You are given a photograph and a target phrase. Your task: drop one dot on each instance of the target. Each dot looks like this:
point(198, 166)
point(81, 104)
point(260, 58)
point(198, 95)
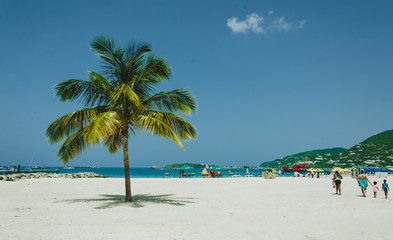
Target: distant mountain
point(375, 151)
point(309, 156)
point(179, 165)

◆ WHAT YOU SHOULD DO
A word-for-word copy of the data above is needed, one that omits the pictures.

◆ SOLUTION FOR THIS PROBLEM
You are given a photograph and a target phrase. Your task: drop one dot on each instance of the target. Each dot looks like this:
point(198, 166)
point(81, 104)
point(260, 58)
point(198, 95)
Target: distant mountain
point(375, 151)
point(309, 156)
point(179, 165)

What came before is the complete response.